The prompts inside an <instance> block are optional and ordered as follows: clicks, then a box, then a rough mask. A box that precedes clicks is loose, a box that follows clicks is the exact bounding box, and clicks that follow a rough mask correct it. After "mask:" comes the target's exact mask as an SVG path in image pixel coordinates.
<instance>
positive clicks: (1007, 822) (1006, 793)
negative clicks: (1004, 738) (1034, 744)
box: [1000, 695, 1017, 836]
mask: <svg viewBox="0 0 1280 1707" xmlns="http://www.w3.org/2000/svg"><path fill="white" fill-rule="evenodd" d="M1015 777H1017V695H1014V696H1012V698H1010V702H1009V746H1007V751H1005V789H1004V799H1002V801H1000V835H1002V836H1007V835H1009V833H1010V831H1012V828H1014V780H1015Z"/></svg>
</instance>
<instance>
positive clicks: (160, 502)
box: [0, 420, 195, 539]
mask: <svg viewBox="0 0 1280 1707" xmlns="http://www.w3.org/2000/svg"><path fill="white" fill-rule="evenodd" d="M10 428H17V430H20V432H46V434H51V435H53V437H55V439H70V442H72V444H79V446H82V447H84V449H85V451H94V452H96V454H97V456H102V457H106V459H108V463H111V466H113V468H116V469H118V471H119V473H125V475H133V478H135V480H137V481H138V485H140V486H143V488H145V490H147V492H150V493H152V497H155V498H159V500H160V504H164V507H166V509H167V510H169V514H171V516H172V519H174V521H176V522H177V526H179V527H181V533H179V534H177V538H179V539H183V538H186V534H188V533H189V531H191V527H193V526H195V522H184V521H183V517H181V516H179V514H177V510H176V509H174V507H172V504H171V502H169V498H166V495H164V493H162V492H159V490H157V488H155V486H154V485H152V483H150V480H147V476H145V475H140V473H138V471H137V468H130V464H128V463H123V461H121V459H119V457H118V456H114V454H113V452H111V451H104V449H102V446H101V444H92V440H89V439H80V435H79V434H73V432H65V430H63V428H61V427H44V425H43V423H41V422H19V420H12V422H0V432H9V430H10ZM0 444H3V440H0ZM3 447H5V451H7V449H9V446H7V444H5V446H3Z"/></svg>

********

WHAT THE TASK ASKS> Put the lines above into a numbered list, leaving out any blank lines.

OUTPUT BELOW>
1. The prompts inside an <instance> block are optional and ordered as follows: clicks, then a box, then a rough mask. A box that precedes clicks is loose, a box that follows clicks is the exact bounding box, and clicks that follow a rough mask correct it. After "mask:" comes the target's exact mask as an SVG path in image pixel coordinates.
2. <instance>
3. positive clicks: (1007, 822) (1006, 793)
4. negative clicks: (1004, 738) (1034, 744)
5. box: [1000, 695, 1017, 836]
6. mask: <svg viewBox="0 0 1280 1707" xmlns="http://www.w3.org/2000/svg"><path fill="white" fill-rule="evenodd" d="M1015 777H1017V695H1014V696H1012V698H1010V702H1009V746H1007V751H1005V789H1004V799H1002V801H1000V835H1002V836H1007V835H1009V833H1010V831H1012V828H1014V780H1015Z"/></svg>
7. </instance>
8. <instance>
9. positive clicks: (160, 502)
10. box: [0, 420, 195, 539]
11. mask: <svg viewBox="0 0 1280 1707" xmlns="http://www.w3.org/2000/svg"><path fill="white" fill-rule="evenodd" d="M10 428H17V430H20V432H46V434H51V435H53V437H55V439H70V442H72V444H79V446H82V447H84V449H85V451H94V452H96V454H97V456H102V457H106V459H108V463H111V466H113V468H116V469H118V471H119V473H125V475H133V478H135V480H137V481H138V485H140V486H143V488H145V490H147V492H150V493H152V497H155V498H159V500H160V504H164V507H166V509H167V510H169V514H171V516H172V519H174V521H176V522H177V526H179V527H181V533H179V534H177V538H179V539H183V538H186V534H188V533H189V531H191V527H193V526H195V522H184V521H183V517H181V516H179V514H177V510H176V509H174V507H172V504H171V502H169V498H166V495H164V493H162V492H159V490H157V488H155V486H154V485H152V483H150V480H147V476H145V475H140V473H138V471H137V468H130V464H128V463H123V461H121V459H119V457H118V456H114V454H113V452H111V451H104V449H102V446H101V444H92V440H89V439H80V435H79V434H73V432H65V430H63V428H61V427H44V425H43V423H41V422H19V420H12V422H0V432H9V430H10ZM0 444H3V440H0ZM3 447H5V451H7V449H9V446H7V444H5V446H3Z"/></svg>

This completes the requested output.